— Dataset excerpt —
━━━━━━━━━━

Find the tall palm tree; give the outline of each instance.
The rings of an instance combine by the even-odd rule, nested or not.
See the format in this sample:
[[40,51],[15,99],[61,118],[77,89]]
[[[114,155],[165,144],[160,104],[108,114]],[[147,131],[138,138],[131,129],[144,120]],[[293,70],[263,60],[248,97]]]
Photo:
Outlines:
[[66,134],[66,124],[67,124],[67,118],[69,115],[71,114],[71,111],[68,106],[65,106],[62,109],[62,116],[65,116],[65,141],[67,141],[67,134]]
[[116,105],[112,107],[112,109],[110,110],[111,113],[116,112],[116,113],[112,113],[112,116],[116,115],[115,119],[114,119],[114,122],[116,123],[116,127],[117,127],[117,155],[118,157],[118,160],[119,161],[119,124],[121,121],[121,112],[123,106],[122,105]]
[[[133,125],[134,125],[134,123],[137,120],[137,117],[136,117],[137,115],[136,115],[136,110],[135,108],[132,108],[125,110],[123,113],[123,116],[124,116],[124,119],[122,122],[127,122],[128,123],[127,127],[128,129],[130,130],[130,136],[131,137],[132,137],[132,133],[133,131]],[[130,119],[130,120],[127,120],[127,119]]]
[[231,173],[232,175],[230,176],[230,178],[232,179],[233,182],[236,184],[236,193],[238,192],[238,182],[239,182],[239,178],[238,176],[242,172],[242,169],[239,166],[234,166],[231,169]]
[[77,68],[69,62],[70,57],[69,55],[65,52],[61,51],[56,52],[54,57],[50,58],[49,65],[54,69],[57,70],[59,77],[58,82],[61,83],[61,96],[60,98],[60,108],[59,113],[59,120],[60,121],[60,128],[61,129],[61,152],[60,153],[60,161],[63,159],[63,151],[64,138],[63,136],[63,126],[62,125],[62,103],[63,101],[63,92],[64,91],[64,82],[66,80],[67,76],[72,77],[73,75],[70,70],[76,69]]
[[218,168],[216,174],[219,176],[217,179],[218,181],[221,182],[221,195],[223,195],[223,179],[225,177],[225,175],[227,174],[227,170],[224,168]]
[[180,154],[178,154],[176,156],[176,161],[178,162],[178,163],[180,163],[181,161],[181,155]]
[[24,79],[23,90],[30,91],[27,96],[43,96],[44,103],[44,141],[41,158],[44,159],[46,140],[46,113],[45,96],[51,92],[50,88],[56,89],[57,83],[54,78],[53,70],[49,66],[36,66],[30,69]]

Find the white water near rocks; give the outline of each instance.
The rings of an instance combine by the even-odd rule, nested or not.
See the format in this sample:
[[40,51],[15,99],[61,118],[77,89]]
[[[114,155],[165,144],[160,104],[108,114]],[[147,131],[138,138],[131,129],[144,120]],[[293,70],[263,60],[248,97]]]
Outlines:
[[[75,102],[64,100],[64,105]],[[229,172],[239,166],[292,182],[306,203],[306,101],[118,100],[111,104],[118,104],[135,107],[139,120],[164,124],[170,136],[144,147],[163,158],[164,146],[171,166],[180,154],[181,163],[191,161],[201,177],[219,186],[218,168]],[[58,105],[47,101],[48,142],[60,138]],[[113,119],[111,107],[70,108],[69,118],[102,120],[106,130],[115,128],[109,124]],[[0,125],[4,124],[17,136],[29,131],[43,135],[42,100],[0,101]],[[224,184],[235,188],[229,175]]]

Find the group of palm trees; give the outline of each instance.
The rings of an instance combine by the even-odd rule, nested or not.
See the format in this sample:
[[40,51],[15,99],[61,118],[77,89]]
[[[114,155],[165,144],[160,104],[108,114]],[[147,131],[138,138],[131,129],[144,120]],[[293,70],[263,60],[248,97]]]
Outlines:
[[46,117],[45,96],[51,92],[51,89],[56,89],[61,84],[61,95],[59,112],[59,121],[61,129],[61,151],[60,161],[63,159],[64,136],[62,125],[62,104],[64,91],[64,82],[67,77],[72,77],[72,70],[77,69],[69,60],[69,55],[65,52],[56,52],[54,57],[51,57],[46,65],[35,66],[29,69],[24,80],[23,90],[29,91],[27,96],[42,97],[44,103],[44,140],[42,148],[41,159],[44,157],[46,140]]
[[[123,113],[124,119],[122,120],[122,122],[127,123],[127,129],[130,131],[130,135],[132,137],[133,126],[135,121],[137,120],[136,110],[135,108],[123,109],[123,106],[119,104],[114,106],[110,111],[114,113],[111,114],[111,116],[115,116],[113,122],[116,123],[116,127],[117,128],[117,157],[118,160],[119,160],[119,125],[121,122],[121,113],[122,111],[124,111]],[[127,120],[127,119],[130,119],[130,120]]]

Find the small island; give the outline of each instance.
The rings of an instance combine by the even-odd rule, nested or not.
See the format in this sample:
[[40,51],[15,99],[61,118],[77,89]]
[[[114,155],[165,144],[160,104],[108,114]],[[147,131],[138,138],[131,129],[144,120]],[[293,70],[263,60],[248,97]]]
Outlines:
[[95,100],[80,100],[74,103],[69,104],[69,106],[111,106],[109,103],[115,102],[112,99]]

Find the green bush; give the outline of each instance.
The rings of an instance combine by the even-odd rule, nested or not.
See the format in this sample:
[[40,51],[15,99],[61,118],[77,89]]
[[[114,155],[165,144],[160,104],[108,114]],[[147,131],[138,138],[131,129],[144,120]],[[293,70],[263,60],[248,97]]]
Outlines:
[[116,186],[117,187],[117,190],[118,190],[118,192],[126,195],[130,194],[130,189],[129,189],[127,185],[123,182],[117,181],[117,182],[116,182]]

━━━━━━━━━━

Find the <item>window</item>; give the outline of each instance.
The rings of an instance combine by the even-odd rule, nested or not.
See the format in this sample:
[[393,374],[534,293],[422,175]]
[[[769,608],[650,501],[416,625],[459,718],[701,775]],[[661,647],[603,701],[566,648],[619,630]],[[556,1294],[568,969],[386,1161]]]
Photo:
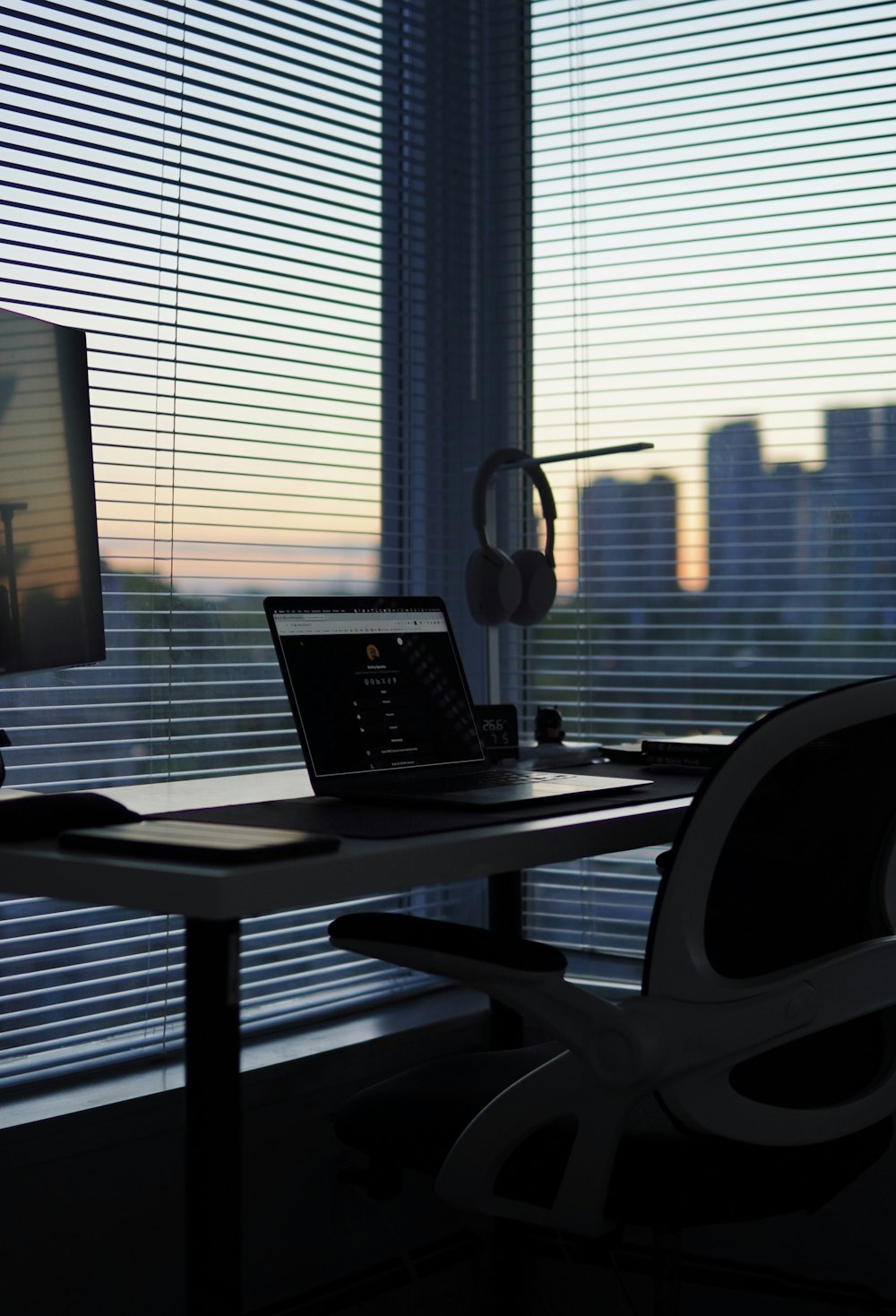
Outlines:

━━━━━━━━━━

— Work required —
Please report every line of the entries above that contains the word "palm", copying each line in full.

— Response for this exercise —
Find the tall palm tree; give the outline of each instance.
Find the group of palm trees; give the outline of each instance.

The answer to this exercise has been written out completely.